> Instruction A
List every person named in the article on managing time in relational databases.
> Instruction B
Continue the article on managing time in relational databases, picking up right after its final sentence.
=== Source passage ===
Free Site RegistrationFree Site Registration

Sign up today and access Information Management on the web!
Your FREE registration entitles you to:

FREE email newsletters

FREE access to all Information Management content

FREE access to web seminars, resource portals, our white paper library and more!

Time and Time Again: Managing Time in Relational Databases, Part 3 - Version Patterns 1 and 2

InfoManagement Direct, May 2007

Tom Johnston, Randall Weis

Version Pattern 1: Updating in Place

Updates in place destroy history by overwriting the previous version of the rows they update. But in most cases, this is the way tables are in fact updated. In these cases, the business does not require that the earlier states of the updated rows be available as queryable history. For this kind of data and these business requirements, the need for history is so infrequent and so nonreal-time critical, that reconstructable history is good enough.

Advertisement

However, even with tables that lack queryable history, it is quite common for developers to include both a create date and a last update date; these two dates provide a minimal level of support for history. Let's include them as business requirements for Version Pattern 1 and note them as follows:

{BR 1}. Retain the date each row was created, and also the date of its last update.

The scenarios below illustrate Version Pattern 1. Our example will be an insurance policy table.

Scenario 1.1: an Insert to the Policy Table

On 1/12/04, a policy for client Mary Jaspers is inserted into the Policy table for the Acme Healthcare Insurance Company (AHIC). For now, we will assume that this is also the action that makes the policy effective. In other words, a policy with AHIC becomes effective on the date that a row representing that policy is inserted into AHIC's Policy table.

Note: although 1/12/04 is in the past, as of the date of publication of this article, the paragraph above said that on "1/12/04, a policy for client Mary Jaspers is inserted into the Policy table" (italics added). It did not say ".... A policy ...... was inserted .......". This "is" should be consider a tenseless "is," not an indication of the present tense. The reason to speak tenselessly whenever possible is that otherwise, the tenses involved in an English language description of these situations simply become too complex. With a tenseless natural language description, we will not be distracted from the focus of these articles, which is the management of time in relational databases, not the management of time and tenses in natural languages.

In later history patterns, we will drop this assumption, and distinguish system activity dates such as dates rows were inserted, updated or deleted, from business effectivity dates such as begin and end dates of business effectivity, or the effectivity dates for a correction to an earlier entry. This distinction between system activity and business effectivity dates is referred to, in the literature, as the "bi-temporal" distinction.
=== Extracted information ===
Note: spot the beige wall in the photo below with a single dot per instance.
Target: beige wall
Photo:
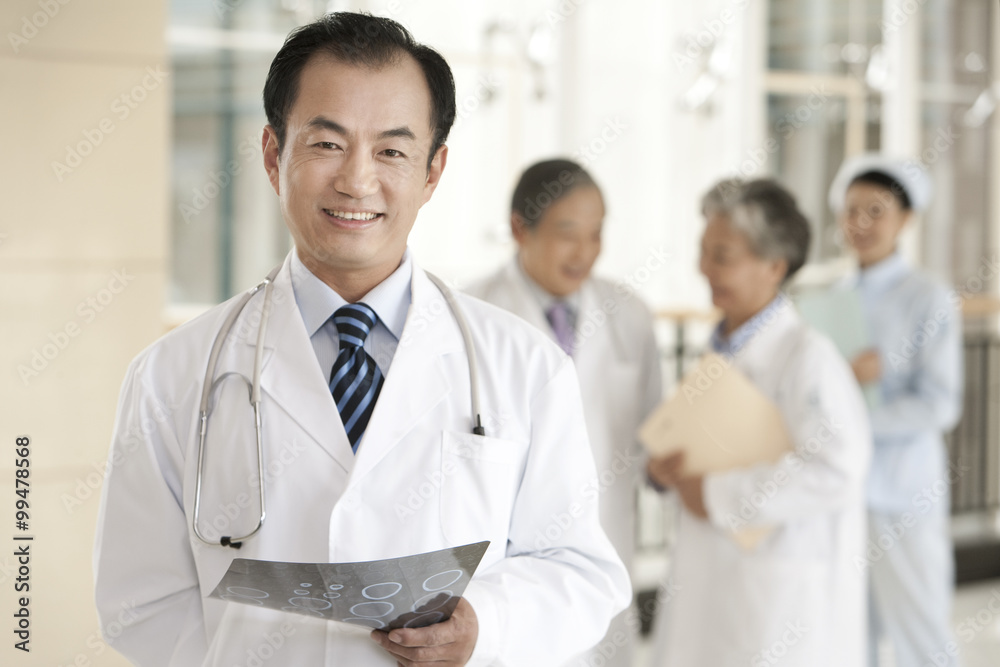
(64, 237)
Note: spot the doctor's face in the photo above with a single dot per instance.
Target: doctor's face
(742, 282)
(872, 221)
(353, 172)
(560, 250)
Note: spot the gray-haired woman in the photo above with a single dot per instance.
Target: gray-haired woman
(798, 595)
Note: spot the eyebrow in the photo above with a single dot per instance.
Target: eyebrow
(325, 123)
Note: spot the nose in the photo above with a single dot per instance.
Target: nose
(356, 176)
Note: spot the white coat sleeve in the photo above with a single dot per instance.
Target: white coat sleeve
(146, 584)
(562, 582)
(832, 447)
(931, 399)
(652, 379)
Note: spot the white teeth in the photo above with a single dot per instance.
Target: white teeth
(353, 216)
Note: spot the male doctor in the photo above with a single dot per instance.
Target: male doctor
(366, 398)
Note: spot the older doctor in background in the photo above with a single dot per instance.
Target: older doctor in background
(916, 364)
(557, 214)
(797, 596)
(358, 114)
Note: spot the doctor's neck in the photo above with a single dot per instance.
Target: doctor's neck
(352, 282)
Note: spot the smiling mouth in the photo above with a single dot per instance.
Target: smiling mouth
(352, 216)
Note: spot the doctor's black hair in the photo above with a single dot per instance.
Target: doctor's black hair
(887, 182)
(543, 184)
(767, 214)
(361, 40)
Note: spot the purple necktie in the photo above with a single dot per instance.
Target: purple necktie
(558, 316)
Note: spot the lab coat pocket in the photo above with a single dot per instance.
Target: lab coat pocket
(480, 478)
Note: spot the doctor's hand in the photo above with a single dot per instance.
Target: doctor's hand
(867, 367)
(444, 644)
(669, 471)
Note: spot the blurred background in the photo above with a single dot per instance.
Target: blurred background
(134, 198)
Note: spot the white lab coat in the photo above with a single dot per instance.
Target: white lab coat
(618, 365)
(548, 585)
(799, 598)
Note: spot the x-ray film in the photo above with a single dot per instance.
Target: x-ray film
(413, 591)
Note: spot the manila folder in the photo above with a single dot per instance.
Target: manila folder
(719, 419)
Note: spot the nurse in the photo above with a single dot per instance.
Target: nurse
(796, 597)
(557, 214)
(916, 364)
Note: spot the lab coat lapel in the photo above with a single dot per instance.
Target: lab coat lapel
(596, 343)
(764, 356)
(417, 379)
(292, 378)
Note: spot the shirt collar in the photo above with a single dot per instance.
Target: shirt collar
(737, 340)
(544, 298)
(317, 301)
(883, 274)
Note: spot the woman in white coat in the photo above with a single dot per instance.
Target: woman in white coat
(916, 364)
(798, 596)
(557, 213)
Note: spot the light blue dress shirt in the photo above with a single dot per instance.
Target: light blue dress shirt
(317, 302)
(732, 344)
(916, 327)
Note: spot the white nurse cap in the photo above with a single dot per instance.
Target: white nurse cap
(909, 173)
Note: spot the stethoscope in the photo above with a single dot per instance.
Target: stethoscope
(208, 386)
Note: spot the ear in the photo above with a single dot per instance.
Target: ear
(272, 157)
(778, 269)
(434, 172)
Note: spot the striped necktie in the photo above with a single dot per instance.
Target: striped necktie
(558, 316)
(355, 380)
===
> Output A
Tom Johnston, Randall Weis, Mary Jaspers

> Output B
Note: those in the health care insurance industry will recognize that this example about policies is not a typical situation. Typically, health care insurance policies are group policies, which are contracts between a client company and the insurance company, not a contract between the insured individuals and the insurance company.

In the property and casualty industry, on the other hand, policies which cover an individual or family are usually contracts between the insurance company and that individual or family. But health care insurance companies do issue individual policies, and we believe that this will provide a simpler set of examples with which to illustrate our proposal for managing versioned history.

Scenario 1.1 shows the result of entering Mary's policy into the Policy table. (See the previous article - Part 2 - for an explanation of the scenario template used here and throughout the remaining articles in this series.)

Note: the conventions for distinguishing different types of columns in these illustrative tables are as follows:

  • Primary key columns are listed left-most, and the column headings are bold-faced. They contain the suffix (PK).
  • Foreign key columns are listed next, and the column headings are underlined. They contain the suffix (FK).

Note: these articles do not contain examples of foreign keys which are also primary keys. One of us (Johnston) has written several articles explaining why he thinks that foreign keys should never occur in primary keys. See References for links to these articles.

  • Non-primary key and non-foreign key business data columns are listed next.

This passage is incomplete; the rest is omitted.